Task objective: Show each line below that contains the word "post", copying the whole line; matching is case-sensitive.

Provided records:
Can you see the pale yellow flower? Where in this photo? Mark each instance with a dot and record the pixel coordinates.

* * *

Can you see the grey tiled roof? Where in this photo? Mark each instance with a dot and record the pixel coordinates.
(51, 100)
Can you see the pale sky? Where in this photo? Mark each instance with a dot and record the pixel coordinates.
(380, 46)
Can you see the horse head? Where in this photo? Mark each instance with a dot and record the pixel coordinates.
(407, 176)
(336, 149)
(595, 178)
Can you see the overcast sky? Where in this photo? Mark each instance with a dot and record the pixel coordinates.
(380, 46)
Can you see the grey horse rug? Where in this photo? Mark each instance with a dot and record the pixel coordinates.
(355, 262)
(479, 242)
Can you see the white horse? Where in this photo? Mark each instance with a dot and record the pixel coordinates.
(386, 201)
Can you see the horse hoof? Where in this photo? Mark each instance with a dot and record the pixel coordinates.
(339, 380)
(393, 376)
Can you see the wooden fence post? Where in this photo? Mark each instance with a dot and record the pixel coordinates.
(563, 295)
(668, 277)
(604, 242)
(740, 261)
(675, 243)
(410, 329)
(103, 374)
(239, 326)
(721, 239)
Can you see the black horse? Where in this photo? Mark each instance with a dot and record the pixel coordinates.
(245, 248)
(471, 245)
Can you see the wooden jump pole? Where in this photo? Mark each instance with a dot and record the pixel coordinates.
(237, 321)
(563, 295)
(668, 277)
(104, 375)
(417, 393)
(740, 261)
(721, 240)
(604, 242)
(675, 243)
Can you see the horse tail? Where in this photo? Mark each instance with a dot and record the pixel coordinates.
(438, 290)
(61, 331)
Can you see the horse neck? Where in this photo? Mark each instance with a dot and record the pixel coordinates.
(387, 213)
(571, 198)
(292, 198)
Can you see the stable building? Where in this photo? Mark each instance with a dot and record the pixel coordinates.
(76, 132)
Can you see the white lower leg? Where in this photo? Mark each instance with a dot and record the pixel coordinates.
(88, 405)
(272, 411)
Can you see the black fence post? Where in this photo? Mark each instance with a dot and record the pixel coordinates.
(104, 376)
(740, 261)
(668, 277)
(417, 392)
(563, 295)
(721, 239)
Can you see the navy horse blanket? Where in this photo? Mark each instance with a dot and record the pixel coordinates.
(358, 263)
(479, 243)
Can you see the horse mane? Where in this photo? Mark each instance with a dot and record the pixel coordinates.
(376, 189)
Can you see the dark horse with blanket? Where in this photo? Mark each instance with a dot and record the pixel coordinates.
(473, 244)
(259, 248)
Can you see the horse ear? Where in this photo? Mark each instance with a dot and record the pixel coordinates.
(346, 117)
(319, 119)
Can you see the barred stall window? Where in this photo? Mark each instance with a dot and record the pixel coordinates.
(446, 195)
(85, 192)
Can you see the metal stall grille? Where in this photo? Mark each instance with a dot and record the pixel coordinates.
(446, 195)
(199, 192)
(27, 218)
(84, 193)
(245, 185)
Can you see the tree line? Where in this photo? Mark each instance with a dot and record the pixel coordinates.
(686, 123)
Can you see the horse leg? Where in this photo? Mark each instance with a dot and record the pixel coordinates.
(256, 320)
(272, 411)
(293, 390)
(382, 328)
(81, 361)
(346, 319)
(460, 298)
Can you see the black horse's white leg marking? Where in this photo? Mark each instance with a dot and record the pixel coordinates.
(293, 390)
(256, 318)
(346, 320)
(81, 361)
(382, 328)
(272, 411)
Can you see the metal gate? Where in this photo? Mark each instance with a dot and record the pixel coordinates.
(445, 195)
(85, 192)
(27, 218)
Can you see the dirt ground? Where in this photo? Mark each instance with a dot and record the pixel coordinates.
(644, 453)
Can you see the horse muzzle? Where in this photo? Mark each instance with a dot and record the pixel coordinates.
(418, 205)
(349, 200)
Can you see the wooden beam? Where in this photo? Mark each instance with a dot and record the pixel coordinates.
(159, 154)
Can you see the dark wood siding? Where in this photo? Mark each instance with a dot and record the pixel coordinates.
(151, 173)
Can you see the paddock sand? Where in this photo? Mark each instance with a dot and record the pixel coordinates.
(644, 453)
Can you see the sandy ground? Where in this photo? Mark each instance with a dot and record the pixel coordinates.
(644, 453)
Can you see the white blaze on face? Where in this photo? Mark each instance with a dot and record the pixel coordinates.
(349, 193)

Output below:
Can you see the wooden fence post? Where in this photo? Mark each instance with a dot and record the pixel coordinates.
Can you see the black fence post? Where in this photo? Mark each instance with a dot and record the pixel coordinates.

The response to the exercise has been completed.